• YOUR INSTRUCTIONS:
According to the Linear dataflow role documentation, why does the format of the atomic units of work depend entirely on the class composing the role? Answer in one to three sentences.

• GIVEN PASSAGE:
NAME
Bio::SeqAlignment::Components::SeqMapping::Dataflow::Linear - A role to implement a linear dataflow for a non-generic sequence mapper.
VERSION
version 0.01
DESCRIPTION
This role provides a linear dataflow for sequence mapping. By that we mean that the input, i.e. a reference to a (list) of any object that can hold biological sequences such as BioX::Seq objects, FASTA files, etc) undergoes a single step process for mapping, i.e. similarity search, usually through a (pseudo)alignment method and mapping to a single best candidate, which is the final (?definitive) step of similarity search. The module is intended to be composed as a role to the class Bio::SeqAlignment::Components::SeqMapping::Mapper::Generic The module is intended to be composed as a role by a class that provides the necessary logic to implement the methods required by this role.
The method requires the implementation of the following methods by the class composing the role:
* seq_align : aligns an atomic unit of work provided as the single argument and returns the similarity metric and the match result. This method is passed only one argument: 1. The atomic unit of work This function returns a reference to an array containing the sequence ID, the reference sequence that was mapped to and the similarity metric used to decide which reference sequence to map to. In essence this method performs ALL the steps of the similarity search and mapping in one go (as opposed to the linear-linear dataflow where the similarity search, extraction of similarity measures, their reduction and mapping are distinct steps. * cleanup : does any cleanup necessary after the mapping has been done if the user desires so. The function will be provided with a single argument: 1. the output of the seq_align method
METHODS
sim_seq_search
This is the single public method provided by the role. It takes the following arguments: * $workload : an array reference containing the atomic units of work to be processed. The atomic units of work can be any object that can hold a biological sequence, and the format depends entirely on the class composing the role. This gives immense flexibility to the user to define the space the dataflow operates in, e.g. in-memory, on-disk, etc. * %args : a hash containing the following optional arguments, that control parallelization and cleanup after the mapping has been done. The keys are: * max_workers : the number of workers to use for parallelization. Default value is 1, i.e. no parallelization. * chunk_size : the number of atomic units of work to be processed by each worker. Default value is 1. * cleanup : a boolean value that indicates whether to do cleanup after the mapping has been done. Default value is 1, i.e. cleanup after the mess.

• ENTRIES PROVIDED:
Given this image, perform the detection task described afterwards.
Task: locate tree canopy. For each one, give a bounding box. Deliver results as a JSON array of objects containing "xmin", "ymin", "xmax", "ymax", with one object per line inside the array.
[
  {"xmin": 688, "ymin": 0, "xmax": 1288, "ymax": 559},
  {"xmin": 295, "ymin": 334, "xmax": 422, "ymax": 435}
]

• THE ANSWER:
Leaving the format to the composing class gives the user great flexibility to define the space the dataflow operates in, such as in memory or on disk. An atomic unit of work can therefore be any object that can hold a biological sequence.